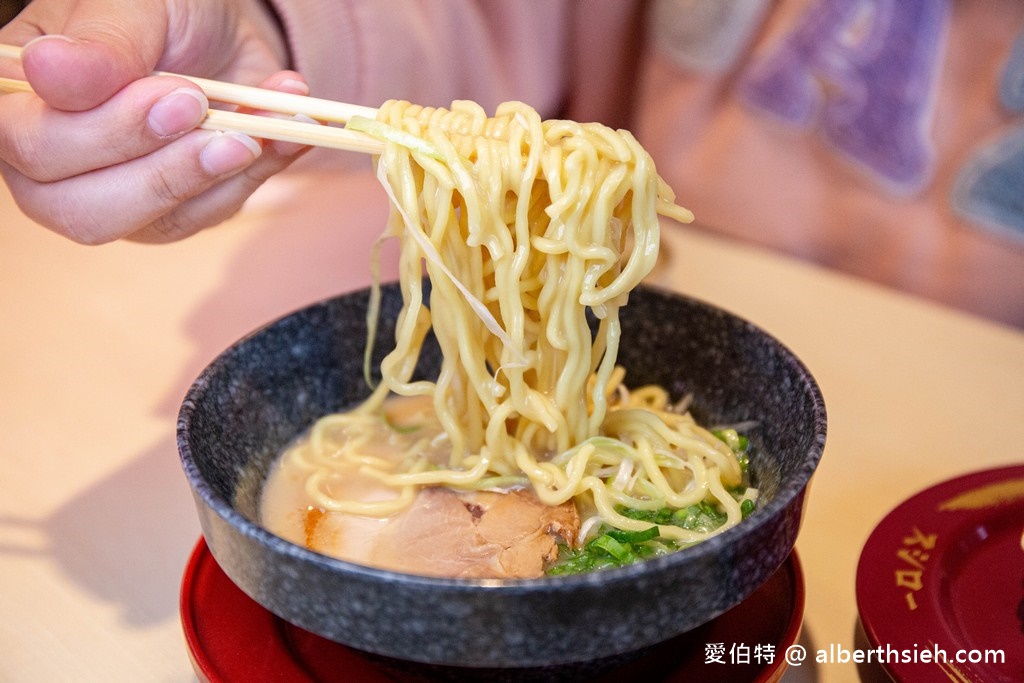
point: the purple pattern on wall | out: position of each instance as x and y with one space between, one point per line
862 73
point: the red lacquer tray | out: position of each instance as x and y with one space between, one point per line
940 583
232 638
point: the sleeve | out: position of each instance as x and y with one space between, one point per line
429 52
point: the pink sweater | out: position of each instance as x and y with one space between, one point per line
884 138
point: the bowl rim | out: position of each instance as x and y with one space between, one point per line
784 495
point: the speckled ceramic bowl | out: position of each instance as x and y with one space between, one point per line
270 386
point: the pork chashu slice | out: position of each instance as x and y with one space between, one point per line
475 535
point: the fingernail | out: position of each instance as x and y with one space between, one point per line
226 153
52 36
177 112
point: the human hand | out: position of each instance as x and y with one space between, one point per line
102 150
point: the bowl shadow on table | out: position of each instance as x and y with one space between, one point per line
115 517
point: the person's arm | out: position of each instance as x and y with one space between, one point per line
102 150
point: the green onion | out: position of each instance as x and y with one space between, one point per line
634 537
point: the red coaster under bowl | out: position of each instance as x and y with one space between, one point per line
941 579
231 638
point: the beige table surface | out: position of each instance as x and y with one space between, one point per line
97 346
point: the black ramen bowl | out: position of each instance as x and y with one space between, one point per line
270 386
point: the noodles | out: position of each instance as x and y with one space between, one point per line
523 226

== == ==

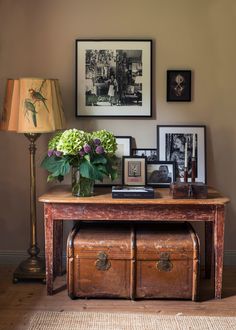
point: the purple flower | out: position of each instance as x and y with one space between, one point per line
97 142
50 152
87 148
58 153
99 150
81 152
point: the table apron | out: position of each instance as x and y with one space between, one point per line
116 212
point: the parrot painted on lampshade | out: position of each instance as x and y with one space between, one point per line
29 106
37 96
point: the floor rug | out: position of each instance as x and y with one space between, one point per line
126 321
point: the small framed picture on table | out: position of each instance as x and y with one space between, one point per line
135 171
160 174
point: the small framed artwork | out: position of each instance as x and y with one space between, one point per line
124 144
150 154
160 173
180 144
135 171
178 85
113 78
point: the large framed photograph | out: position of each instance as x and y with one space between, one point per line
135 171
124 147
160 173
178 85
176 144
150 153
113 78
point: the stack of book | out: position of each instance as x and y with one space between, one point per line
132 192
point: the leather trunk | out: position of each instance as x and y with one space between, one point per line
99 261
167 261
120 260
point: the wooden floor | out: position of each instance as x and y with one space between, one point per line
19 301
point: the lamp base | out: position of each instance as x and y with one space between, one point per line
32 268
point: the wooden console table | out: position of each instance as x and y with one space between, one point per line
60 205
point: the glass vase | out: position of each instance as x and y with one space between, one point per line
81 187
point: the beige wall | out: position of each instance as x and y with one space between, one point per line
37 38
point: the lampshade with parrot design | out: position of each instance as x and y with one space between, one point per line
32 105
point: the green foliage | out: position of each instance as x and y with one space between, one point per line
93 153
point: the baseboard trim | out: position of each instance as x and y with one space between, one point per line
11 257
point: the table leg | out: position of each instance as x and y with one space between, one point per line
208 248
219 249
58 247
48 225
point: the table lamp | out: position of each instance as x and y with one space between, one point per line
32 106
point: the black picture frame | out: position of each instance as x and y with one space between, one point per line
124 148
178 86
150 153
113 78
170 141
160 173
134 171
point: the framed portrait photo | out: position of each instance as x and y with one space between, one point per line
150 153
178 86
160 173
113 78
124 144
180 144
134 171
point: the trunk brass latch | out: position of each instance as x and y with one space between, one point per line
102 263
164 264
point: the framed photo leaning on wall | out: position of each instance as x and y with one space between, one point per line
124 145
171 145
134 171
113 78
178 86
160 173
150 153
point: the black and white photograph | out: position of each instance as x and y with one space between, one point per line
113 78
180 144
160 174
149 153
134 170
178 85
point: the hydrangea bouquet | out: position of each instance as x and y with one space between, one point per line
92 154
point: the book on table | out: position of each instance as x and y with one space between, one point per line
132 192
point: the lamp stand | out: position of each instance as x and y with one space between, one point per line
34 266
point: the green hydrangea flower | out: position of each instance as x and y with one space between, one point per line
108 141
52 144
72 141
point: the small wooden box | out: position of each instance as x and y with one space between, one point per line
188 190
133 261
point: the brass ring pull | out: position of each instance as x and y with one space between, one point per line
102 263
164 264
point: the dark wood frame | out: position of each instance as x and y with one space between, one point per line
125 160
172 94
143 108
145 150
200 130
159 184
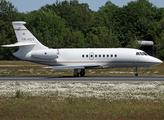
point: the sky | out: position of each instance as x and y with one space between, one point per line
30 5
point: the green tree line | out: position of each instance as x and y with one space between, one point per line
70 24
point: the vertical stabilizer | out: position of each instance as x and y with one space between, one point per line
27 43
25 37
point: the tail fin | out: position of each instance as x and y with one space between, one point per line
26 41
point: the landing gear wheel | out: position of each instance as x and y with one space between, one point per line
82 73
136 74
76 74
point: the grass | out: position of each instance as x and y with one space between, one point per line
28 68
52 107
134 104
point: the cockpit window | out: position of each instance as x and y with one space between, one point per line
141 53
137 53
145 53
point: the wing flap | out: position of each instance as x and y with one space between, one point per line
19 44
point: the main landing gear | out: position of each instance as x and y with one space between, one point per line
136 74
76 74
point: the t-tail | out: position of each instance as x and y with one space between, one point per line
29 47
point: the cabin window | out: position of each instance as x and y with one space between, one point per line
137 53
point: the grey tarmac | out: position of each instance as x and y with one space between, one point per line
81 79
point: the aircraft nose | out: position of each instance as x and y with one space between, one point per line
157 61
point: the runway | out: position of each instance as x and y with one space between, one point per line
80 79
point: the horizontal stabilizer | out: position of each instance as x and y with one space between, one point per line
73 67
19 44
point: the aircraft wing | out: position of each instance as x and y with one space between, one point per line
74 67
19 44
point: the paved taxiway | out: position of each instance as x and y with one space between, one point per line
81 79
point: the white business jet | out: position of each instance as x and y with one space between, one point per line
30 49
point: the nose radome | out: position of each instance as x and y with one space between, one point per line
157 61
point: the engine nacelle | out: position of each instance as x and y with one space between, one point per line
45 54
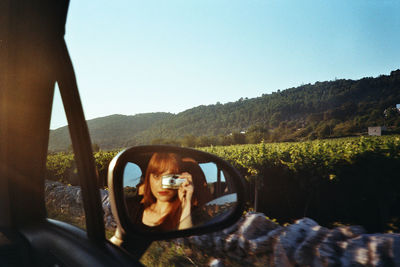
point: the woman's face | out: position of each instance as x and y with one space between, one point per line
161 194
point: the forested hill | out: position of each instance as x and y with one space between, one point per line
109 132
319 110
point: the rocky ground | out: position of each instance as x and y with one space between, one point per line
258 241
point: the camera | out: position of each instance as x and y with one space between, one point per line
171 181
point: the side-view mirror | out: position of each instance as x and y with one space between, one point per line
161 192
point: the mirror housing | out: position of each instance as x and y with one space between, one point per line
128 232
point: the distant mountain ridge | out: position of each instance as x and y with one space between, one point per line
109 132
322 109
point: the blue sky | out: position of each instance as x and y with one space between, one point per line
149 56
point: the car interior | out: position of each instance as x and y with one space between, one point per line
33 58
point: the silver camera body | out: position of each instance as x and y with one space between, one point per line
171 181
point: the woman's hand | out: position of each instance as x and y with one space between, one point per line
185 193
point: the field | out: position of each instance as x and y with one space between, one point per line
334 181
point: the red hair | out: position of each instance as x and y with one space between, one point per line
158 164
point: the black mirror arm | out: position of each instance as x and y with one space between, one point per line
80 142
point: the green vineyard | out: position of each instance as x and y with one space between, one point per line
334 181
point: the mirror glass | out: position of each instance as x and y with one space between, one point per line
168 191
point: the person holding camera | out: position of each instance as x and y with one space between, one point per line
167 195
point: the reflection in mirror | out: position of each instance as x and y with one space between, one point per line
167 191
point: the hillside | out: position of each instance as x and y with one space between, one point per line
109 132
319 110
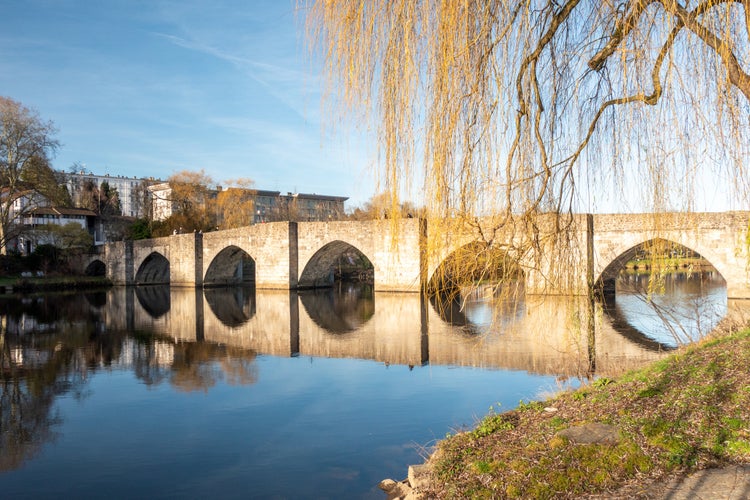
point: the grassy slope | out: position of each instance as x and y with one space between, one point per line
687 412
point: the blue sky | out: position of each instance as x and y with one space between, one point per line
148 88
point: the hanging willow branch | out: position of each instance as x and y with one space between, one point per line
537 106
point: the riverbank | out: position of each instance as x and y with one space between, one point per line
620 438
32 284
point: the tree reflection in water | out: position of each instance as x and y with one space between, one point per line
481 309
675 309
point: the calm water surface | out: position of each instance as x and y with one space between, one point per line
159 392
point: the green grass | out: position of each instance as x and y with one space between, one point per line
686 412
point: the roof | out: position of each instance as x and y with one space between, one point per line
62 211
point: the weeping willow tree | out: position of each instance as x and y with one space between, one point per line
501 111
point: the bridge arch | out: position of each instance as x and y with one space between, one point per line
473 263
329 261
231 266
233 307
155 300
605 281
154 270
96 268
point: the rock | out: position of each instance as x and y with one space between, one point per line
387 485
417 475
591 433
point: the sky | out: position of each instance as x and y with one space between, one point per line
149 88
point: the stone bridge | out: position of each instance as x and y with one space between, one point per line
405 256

== == ==

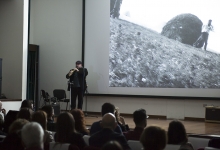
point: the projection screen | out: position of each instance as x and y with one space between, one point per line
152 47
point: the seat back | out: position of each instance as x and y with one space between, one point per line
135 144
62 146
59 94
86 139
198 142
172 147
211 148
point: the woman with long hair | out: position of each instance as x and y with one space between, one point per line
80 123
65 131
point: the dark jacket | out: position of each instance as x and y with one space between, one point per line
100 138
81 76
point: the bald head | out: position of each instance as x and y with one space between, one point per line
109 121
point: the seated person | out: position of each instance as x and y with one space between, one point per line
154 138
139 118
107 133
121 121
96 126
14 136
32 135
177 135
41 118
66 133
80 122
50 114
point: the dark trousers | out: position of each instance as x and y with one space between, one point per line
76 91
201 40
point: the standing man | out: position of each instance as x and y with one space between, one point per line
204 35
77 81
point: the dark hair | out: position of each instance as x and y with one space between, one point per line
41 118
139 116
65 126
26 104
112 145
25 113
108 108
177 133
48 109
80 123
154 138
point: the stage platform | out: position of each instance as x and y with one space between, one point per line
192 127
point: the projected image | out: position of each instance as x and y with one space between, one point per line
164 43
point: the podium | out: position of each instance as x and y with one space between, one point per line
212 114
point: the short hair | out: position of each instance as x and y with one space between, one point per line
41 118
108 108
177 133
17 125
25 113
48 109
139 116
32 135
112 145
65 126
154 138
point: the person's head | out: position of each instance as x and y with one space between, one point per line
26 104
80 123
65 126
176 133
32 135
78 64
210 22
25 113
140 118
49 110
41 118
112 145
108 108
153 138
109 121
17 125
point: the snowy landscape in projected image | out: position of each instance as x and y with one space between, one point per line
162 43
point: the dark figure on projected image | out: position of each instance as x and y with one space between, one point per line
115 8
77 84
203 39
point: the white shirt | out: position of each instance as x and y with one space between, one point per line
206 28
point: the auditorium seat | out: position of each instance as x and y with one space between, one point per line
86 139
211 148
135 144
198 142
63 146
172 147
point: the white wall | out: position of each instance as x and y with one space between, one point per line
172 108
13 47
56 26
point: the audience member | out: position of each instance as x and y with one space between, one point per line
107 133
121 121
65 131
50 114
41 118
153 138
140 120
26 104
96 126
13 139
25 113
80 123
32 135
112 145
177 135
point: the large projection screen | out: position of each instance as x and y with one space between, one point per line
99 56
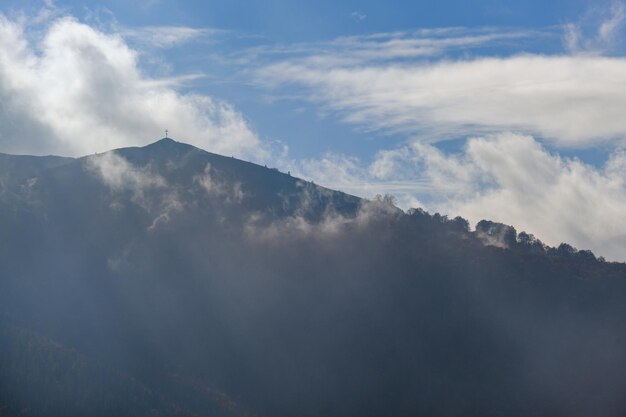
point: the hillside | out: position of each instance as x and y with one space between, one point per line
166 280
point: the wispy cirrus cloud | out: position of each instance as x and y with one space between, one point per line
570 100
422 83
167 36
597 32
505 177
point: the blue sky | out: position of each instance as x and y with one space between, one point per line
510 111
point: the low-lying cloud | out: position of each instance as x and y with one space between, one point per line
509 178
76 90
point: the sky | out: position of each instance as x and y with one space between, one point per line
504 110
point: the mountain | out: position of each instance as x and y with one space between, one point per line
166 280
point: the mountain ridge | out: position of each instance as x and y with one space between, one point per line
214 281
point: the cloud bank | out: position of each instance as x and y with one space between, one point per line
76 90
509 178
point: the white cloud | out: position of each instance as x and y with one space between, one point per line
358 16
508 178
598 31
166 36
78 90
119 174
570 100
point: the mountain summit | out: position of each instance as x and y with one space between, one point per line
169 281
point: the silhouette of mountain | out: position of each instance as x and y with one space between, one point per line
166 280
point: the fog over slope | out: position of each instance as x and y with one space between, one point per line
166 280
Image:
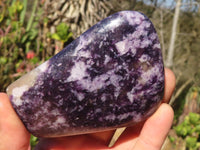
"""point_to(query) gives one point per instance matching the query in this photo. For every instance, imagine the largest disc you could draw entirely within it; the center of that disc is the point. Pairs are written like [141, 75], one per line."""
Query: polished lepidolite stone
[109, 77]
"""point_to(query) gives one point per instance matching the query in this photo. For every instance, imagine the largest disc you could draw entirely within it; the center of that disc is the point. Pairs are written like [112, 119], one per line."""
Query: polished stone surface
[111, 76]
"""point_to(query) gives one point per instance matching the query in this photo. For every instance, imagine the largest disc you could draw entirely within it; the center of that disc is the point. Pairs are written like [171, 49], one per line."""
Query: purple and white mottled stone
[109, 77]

== == ==

Find each line above that contains the word "hair", and copy those lines out in full.

### FULL OUTPUT:
point: the red hair | out: position of each instance as x and y with one space between, one point per line
point: the woman with long hair | out: position of each instance as x and y with one space between, one point per line
point: the dark hair | out: position of each instance as x and y with one space between, one point per line
point: the short hair | out: position of each instance as x and y with one space between, one point per line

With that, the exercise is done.